> _Your task_
When the string "each" occurs in a line of the records, show that line.

> _Data supplied_
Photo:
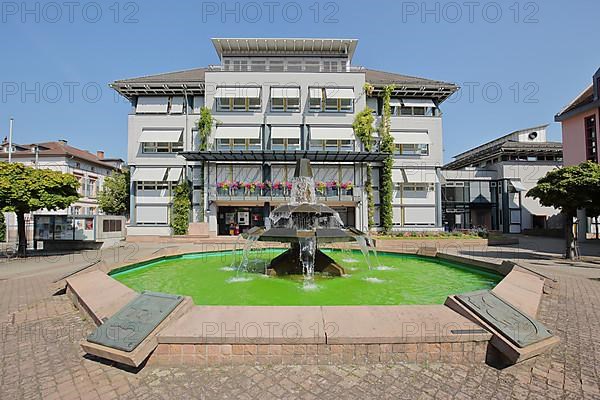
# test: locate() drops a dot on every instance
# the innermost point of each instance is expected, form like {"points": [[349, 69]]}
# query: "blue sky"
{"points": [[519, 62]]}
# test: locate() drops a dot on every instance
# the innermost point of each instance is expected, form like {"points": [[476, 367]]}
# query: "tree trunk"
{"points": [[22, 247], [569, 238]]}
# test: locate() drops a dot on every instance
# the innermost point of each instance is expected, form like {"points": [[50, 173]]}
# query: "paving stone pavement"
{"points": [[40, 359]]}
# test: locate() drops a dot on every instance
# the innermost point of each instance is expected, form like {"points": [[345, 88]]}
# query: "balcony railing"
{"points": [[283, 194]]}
---
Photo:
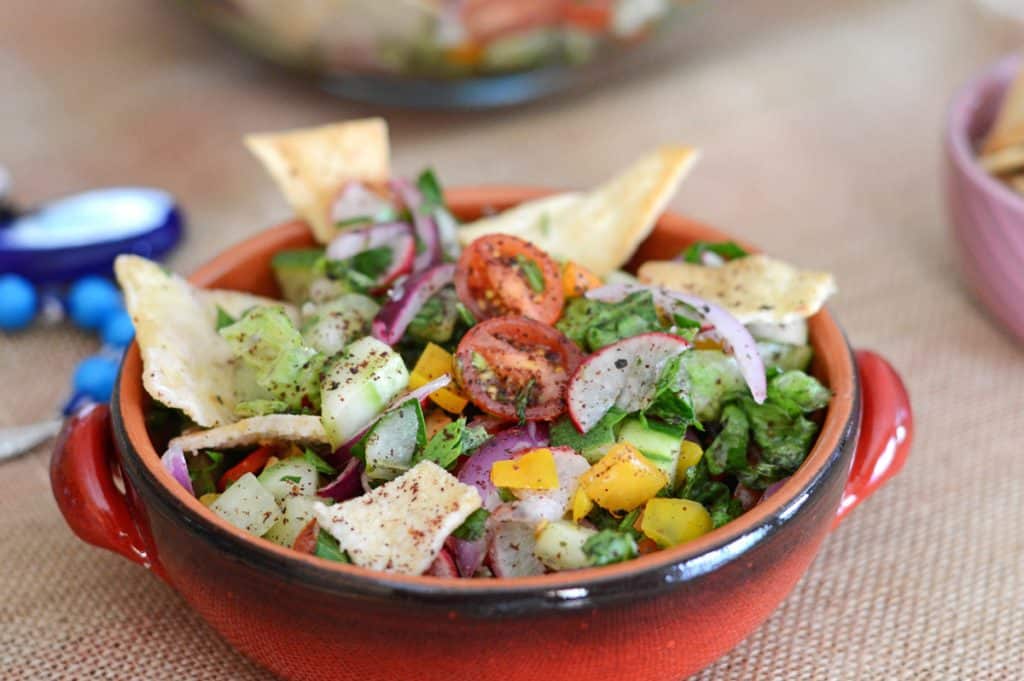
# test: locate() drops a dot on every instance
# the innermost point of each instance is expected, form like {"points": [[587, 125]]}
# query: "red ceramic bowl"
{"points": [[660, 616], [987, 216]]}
...
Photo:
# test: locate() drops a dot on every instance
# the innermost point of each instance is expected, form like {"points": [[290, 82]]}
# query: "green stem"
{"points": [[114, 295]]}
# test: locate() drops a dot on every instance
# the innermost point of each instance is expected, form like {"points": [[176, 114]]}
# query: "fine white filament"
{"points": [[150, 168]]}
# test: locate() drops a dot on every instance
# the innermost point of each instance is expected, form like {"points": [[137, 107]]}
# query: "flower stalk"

> _Expected output_
# the innermost point of each instance is expected, form like {"points": [[349, 69]]}
# the innermost point of each instance is expected, form like {"points": [[476, 367]]}
# the innermost point of each instance is expected, form like {"points": [[50, 173]]}
# the innermost point of each instance is expected, form like {"points": [[345, 88]]}
# the innermost point of each instance is expected, form like {"points": [[587, 125]]}
# the innermost point of each instance is expected, form like {"points": [[290, 82]]}
# the innermost point of each instance is expected, form like {"points": [[176, 114]]}
# the innermost point of each instance is expected, form like {"points": [[137, 107]]}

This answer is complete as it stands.